• [Stored records]:
++++++
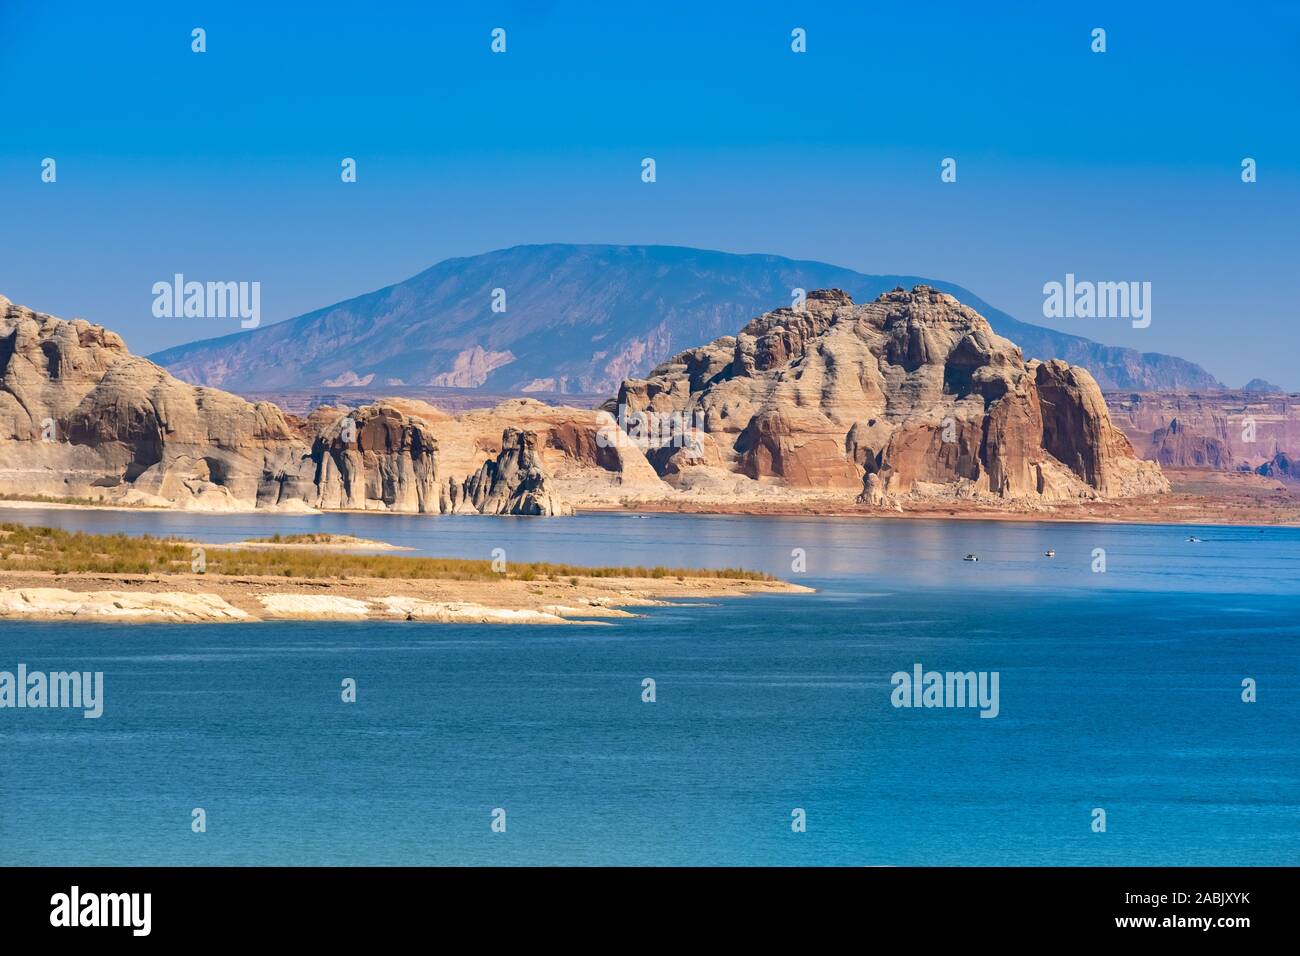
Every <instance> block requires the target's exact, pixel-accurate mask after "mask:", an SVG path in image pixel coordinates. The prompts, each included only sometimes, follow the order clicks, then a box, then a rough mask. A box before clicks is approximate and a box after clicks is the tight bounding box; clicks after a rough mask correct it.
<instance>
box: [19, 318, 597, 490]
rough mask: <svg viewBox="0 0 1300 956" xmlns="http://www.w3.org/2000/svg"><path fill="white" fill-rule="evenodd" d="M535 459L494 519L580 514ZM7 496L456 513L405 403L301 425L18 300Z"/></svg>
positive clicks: (518, 450) (436, 454)
mask: <svg viewBox="0 0 1300 956" xmlns="http://www.w3.org/2000/svg"><path fill="white" fill-rule="evenodd" d="M430 411H432V412H433V415H434V418H435V419H437V418H439V416H441V419H445V420H448V421H450V419H448V416H446V415H441V414H439V412H437V411H435V410H430ZM593 415H594V414H593ZM441 424H443V425H445V427H446V421H442V423H441ZM498 432H499V425H498ZM520 441H523V440H520ZM529 449H530V446H528V447H523V449H516V450H515V453H513V457H508V460H506V462H497V463H495V464H497V466H498V468H499V471H500V472H502V476H500V477H499V481H498V484H499V486H500V489H502V490H500V493H499V494H486V496H485V498H484V501H485V502H486V501H490V502H491V507H493V509H494V514H565V512H568V511H571V509H569V507H568V505H567V503H565V502H563V501H562V498H560V496H559V494H558V493H556V492H554V490H552V489H551V488H549V486H547V485H546V480H547V472H546V468H545V463H543V462H541V460H539V459H537V457H536V454H532V451H530V450H529ZM525 459H526V467H524V466H523V462H524V460H525ZM481 463H482V455H480V457H478V462H477V463H476V466H477V464H481ZM0 493H9V494H22V496H45V497H60V498H62V497H72V498H94V499H100V501H105V502H112V503H143V505H159V506H173V507H186V509H209V510H251V509H256V507H263V509H265V507H277V509H298V510H307V509H313V507H316V509H360V510H387V511H406V512H420V514H439V512H445V511H448V510H452V509H454V507H455V502H454V501H450V499H448V497H450V496H448V494H447V483H446V481H445V480H443V476H442V475H439V470H438V440H437V437H435V436H434V434H433V432H432V429H430V425H429V424H428V423H426V421H425V420H422V419H421V418H420V416H419V415H415V414H408V412H407V411H406V410H403V408H402V407H399V406H398V405H394V403H385V402H378V403H374V405H369V406H364V407H361V408H357V410H355V411H348V410H339V408H318V410H316V411H315V412H313V414H312V415H311V416H309V418H308V419H305V420H300V419H294V418H291V416H286V415H285V414H283V412H282V411H281V410H279V408H278V407H276V406H274V405H272V403H269V402H259V403H256V405H253V403H250V402H246V401H243V399H242V398H238V397H237V395H231V394H229V393H225V392H220V390H217V389H209V388H201V386H194V385H188V384H186V382H182V381H179V380H177V378H174V377H172V376H170V375H168V372H165V371H164V369H161V368H159V367H157V365H155V364H153V363H151V362H148V360H147V359H142V358H139V356H135V355H131V354H130V352H129V351H127V349H126V345H125V343H123V342H122V339H121V338H120V337H118V336H116V334H114V333H112V332H109V330H107V329H104V328H103V326H99V325H91V324H90V323H86V321H82V320H74V321H64V320H60V319H56V317H53V316H49V315H44V313H42V312H34V311H31V310H29V308H23V307H21V306H16V304H13V303H12V302H9V300H8V299H4V298H0ZM515 509H517V510H515ZM460 510H465V509H460Z"/></svg>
++++++
• [Exercise prompt]:
Would you write out the data exactly, with no pictures in the copy?

• [Expected output]:
Every <instance> block requires the target's exact, pixel-accurate mask after "mask:", an SVG path in image pixel coordinates. The prompts, each included only sometimes, follow the order clicks, then a box, then a rough mask. A box before clicks is approximate and a box after clicks is the tight bounding box; clicks after a rough mask correct it.
<instance>
box: [19, 318, 597, 490]
rough mask: <svg viewBox="0 0 1300 956" xmlns="http://www.w3.org/2000/svg"><path fill="white" fill-rule="evenodd" d="M535 459L494 519L580 514ZM7 496L456 513L405 403L301 425L18 300Z"/></svg>
positive clicks: (518, 450) (436, 454)
mask: <svg viewBox="0 0 1300 956" xmlns="http://www.w3.org/2000/svg"><path fill="white" fill-rule="evenodd" d="M430 411H432V412H433V415H434V418H435V419H437V418H439V416H441V419H445V420H448V421H450V419H448V416H446V415H441V414H439V412H437V411H435V410H430ZM593 415H594V414H593ZM441 424H443V425H445V427H446V421H442V423H441ZM498 432H499V425H498ZM520 441H523V440H520ZM529 449H530V446H528V447H523V449H516V450H515V453H513V457H508V460H506V462H497V463H495V464H497V466H498V468H499V471H500V472H502V476H500V477H499V481H498V484H499V486H500V489H502V490H500V493H499V494H486V496H485V498H484V501H485V502H486V501H490V502H491V507H493V509H494V514H565V512H568V511H571V509H569V507H568V505H567V503H565V502H563V501H562V498H560V496H559V494H558V493H556V492H554V490H552V489H551V488H549V486H547V485H546V480H547V472H546V468H545V463H543V462H541V460H539V459H537V457H536V454H532V451H530V450H529ZM525 459H526V467H524V466H523V462H524V460H525ZM481 463H482V455H480V457H478V462H477V463H476V466H477V464H481ZM0 493H9V494H22V496H45V497H60V498H62V497H72V498H94V499H100V501H105V502H112V503H143V505H159V506H173V507H186V509H209V510H251V509H256V507H263V509H265V507H277V509H298V510H307V509H313V507H316V509H360V510H387V511H406V512H420V514H439V512H445V511H448V510H452V509H454V507H455V502H454V501H450V499H448V497H450V496H448V494H447V483H446V481H445V480H443V476H442V475H439V470H438V440H437V437H435V436H434V434H433V432H432V429H430V425H429V424H428V423H426V421H425V420H422V419H421V418H420V416H419V415H415V414H408V412H407V411H406V410H403V408H402V407H399V406H398V405H394V403H385V402H378V403H374V405H369V406H364V407H361V408H357V410H355V411H348V410H339V408H318V410H316V411H315V412H313V414H312V415H311V416H309V418H308V419H305V420H300V419H294V418H291V416H286V415H285V414H283V412H282V411H281V410H279V408H278V407H276V406H274V405H272V403H269V402H259V403H256V405H253V403H250V402H246V401H243V399H242V398H238V397H237V395H231V394H229V393H225V392H220V390H217V389H209V388H201V386H194V385H188V384H186V382H182V381H179V380H177V378H174V377H172V376H170V375H168V372H165V371H164V369H161V368H159V367H157V365H155V364H153V363H151V362H148V360H147V359H142V358H139V356H135V355H131V354H130V352H129V351H127V349H126V345H125V343H123V342H122V339H121V338H120V337H118V336H116V334H114V333H112V332H109V330H107V329H104V328H103V326H99V325H91V324H90V323H86V321H82V320H74V321H64V320H60V319H56V317H53V316H49V315H44V313H42V312H34V311H31V310H29V308H23V307H21V306H16V304H13V303H12V302H9V300H8V299H4V298H0ZM515 509H517V510H515ZM460 510H465V509H460Z"/></svg>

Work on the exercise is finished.